> [Directions] Could you return all of the records exactly, minus their images?

> [Extracted information]
= Beginning of Section =

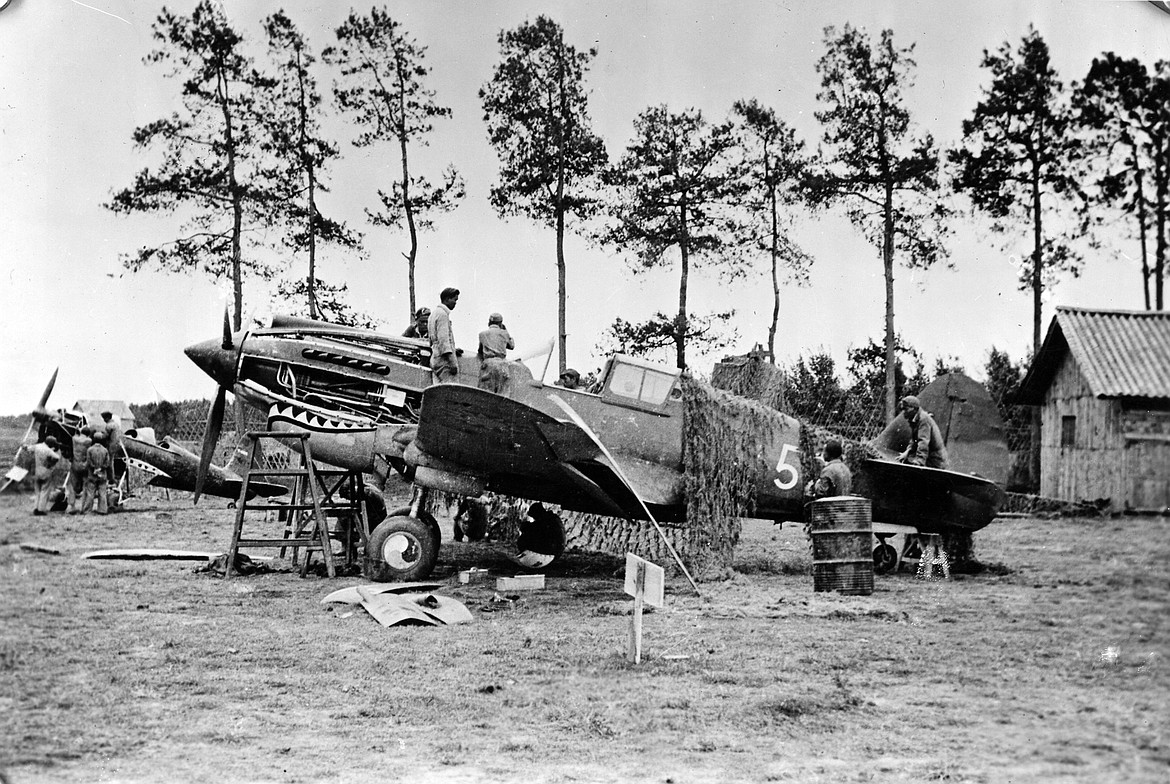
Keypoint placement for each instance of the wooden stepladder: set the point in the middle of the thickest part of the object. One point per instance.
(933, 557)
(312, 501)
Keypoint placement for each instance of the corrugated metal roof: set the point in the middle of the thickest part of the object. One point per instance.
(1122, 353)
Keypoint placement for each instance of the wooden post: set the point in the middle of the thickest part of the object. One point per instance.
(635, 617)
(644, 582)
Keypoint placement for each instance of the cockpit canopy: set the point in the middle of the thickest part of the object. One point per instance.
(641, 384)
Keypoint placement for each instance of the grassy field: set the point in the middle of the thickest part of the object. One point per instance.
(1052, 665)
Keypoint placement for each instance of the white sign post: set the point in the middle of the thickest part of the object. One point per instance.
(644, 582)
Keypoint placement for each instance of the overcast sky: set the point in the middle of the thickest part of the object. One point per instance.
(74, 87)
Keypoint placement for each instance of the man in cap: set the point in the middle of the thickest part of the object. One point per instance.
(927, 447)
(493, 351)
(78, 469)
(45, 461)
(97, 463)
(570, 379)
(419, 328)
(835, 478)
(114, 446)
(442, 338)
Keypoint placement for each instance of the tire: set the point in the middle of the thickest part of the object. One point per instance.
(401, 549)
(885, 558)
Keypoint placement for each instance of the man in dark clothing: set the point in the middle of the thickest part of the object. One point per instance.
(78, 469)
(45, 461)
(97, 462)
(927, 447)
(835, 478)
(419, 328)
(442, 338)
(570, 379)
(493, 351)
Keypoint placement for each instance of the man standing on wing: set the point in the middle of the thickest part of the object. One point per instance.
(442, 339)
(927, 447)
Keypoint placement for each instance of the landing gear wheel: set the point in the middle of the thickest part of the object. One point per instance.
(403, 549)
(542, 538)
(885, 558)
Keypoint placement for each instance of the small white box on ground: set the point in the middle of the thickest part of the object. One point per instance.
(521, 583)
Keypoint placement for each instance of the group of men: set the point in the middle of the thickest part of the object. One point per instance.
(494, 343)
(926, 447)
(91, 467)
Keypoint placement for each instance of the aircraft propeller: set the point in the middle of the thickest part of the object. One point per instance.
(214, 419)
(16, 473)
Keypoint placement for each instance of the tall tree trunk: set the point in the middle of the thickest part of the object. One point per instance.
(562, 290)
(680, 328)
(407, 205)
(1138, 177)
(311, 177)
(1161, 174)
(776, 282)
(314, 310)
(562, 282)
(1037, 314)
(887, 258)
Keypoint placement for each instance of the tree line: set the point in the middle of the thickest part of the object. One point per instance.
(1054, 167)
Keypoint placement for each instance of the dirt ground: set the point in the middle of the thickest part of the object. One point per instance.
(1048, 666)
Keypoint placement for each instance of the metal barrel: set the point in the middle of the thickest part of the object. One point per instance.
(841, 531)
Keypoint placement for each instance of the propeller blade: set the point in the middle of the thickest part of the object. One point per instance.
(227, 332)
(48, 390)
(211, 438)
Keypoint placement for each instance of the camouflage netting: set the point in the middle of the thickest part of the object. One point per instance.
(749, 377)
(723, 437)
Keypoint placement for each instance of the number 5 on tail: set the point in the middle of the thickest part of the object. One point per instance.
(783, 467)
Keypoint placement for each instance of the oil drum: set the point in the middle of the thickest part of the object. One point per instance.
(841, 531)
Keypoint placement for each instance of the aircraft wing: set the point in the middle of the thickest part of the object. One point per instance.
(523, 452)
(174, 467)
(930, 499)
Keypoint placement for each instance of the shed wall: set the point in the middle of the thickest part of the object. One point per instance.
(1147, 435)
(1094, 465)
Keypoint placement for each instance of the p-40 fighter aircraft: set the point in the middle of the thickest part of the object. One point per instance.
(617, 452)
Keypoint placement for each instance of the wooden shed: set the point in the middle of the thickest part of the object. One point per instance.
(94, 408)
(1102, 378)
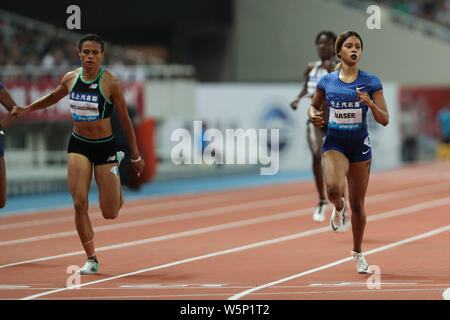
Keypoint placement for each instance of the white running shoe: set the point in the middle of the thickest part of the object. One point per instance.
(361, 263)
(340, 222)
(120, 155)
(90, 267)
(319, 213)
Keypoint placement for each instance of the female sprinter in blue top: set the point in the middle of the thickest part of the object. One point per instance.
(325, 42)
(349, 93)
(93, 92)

= End of Section =

> [Result]
Keypoint placement for each instance of the wooden stepladder: set the point in the middle of the thickest part of the object. One point per instance.
(933, 557)
(312, 501)
Keypoint placement for each instance of the corrugated metal roof: set the point in the middle of the thickest part of the object. One point per instance.
(1122, 353)
Keypoint placement for each instance of the wooden post: set the point in the middle of the thickest part of the object. One point per instance.
(635, 617)
(644, 582)
Keypoint placement for each instance of the cockpit canopy: set the point in the middle of the thickest part of the object. One point per instance.
(641, 384)
Keypoint placement for each instance of the grassy field: set the point in the middle of the thickest part of the object. One point per instance.
(1052, 665)
Keypoint placement for each instance of the white sign post: set the point in the middle of the thickest part of the object. One point per instance.
(644, 582)
Keypoint placement for each instance of the overcast sky: set the point in the middle of the thickest part of the object. One point per instance.
(74, 87)
Keypoint placement for each instance of the man in cap: set the point in the middle of the thickest part of the object. One point per instance.
(927, 447)
(493, 351)
(78, 469)
(45, 461)
(97, 463)
(570, 379)
(419, 328)
(835, 478)
(114, 446)
(442, 338)
Keypoint placement for each instance of the tire: set the point in the middle of the thickest part of the object. One point per instance.
(401, 549)
(885, 558)
Keypoint placement for each instance of the man in dark clothing: set the point in the middle of the thickest part of the object. One point per instance.
(78, 469)
(45, 461)
(97, 462)
(927, 447)
(835, 478)
(419, 328)
(442, 338)
(570, 379)
(493, 351)
Keypoint placement for each instance of the man standing on wing: set the point in the middle of the thickest part of the object. One point per instance.
(442, 339)
(927, 447)
Keypoint placement for each instance of the landing gear wheel: set the point in the middle of the thickest part of the object. One point per instance.
(403, 549)
(542, 538)
(885, 558)
Keypoint placement for each instance of the small white box on ground: set the point in the middle of the thickest part of the object. One point per instance.
(521, 583)
Keypoint placement for each instance of the group of men: set the point in the middle of the thickest part of the object. One point per instance.
(494, 343)
(926, 447)
(91, 467)
Keypoint placement for each instance of the aircraft propeller: set the point in the middle of the thickest part of the object. One point per instance.
(214, 419)
(16, 473)
Keypoint placement for each instance of the tall tree trunk: set the point in the middle of the thickest part of the object. One point per instance.
(562, 290)
(680, 328)
(407, 205)
(1138, 177)
(311, 177)
(1161, 174)
(776, 282)
(314, 310)
(562, 282)
(1037, 314)
(887, 258)
Keypoint placement for each instance of the tree line: set the point in the middle of the thickest part of the object. One point per instance.
(1054, 167)
Keypoint placement for each instance of the dirt ground: set the point in the middle of the thickest part of the object. One point per instance.
(1048, 666)
Keypoint placement for each instance of the metal barrel: set the point in the middle of the thickest part of the object. One point per instance.
(841, 531)
Keypoint placement for each instance of the propeller blade: set the point in the middle of the thickest part of the object. One point per instance.
(227, 332)
(48, 390)
(211, 438)
Keypoint placement for each instance of the camouflage netting: set the point in the middle of the thickest part of the object. One point per instance.
(749, 377)
(723, 437)
Keypoint placement for each instance of the number 5 on tail: set the point in the middle of the thickest part of the object. One point per instance.
(783, 467)
Keypoint placement for each instance of the oil drum: set the point in the middle of the thickest part of the object. One point per instance.
(841, 531)
Keypoint placement for each instance of the aircraft wing: set the point in the middle of the thickest part of the object. One point per instance.
(523, 452)
(174, 467)
(930, 499)
Keypoint placement for each instance of the shed wall: set the point in the middle of the thickest part of the object. One point per instance.
(1147, 435)
(1094, 465)
Keypoint placement for each instance of the p-40 fighter aircraft: set the point in the middle of the thickest part of the object. One point per instance.
(617, 452)
Keypoint placement for each instance of the wooden shed: set the point in the middle of the thickest part of the object. One point per instance.
(94, 408)
(1102, 378)
Keypoint placement for each instance of the white running shoe: set the point in the middle of the thickest part of the object. One point per instance.
(361, 263)
(340, 222)
(120, 155)
(90, 267)
(319, 213)
Keypoint placement for each instance of the female sprinter in blue top: set the point in the middle of the thickest part of the object. One point per instance.
(325, 42)
(349, 93)
(93, 92)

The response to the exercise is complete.